◆ Given task 1
Using the passage on Grayson's work in broadcasting, answer these:
(a) Which journal reviewed Postcards from the Past?
(b) In what year did she launch the inaugural Scottish Geology Week?
(c) For how many years was she a patron of and adviser to the Dynamic Earth exhibition?
◆ Given task 2
From the passage on Grayson's work in broadcasting, copy the words from "From the late" to "about the costs." without any change.

** Begin Source excerpt **

From the late 1980s to the early 2000s, Grayson fronted many factual radio and television series covering a variety of subjects. Her work primarily focused on popular science and she is best known for programmes which brought earth sciences into public imagination in the UK. A review of the book and TV programme Postcards from the Past in the journal Geology Today credited Grayson's persistence as a geologist and presenter for the "very welcome breakthrough for our science to have a programme devoted to geology". In 1997, she launched the inaugural Scottish Geology Week. She was a patron of and adviser to the Dynamic Earth exhibition in Edinburgh for five years, before resigning in 1999 over concerns about the costs.

** End Source excerpt **
** Begin Data lines **

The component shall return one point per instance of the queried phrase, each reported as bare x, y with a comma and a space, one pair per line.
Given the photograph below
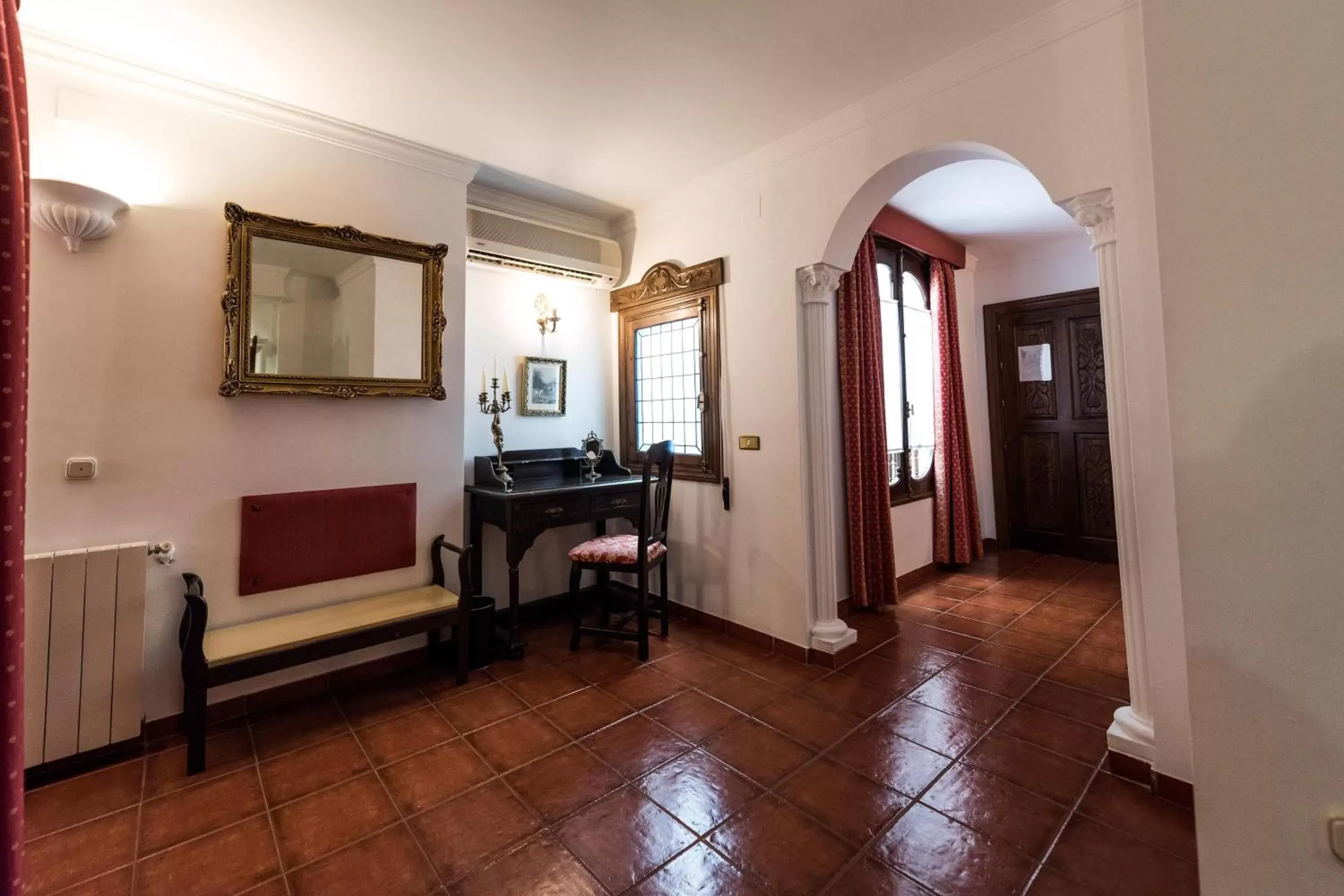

** End Data lines **

◆ Finished answer 1
(a) Geology Today
(b) 1997
(c) Five years

◆ Finished answer 2
From the late 1980s to the early 2000s, Grayson fronted many factual radio and television series covering a variety of subjects. Her work primarily focused on popular science and she is best known for programmes which brought earth sciences into public imagination in the UK. A review of the book and TV programme Postcards from the Past in the journal Geology Today credited Grayson's persistence as a geologist and presenter for the "very welcome breakthrough for our science to have a programme devoted to geology". In 1997, she launched the inaugural Scottish Geology Week. She was a patron of and adviser to the Dynamic Earth exhibition in Edinburgh for five years, before resigning in 1999 over concerns about the costs.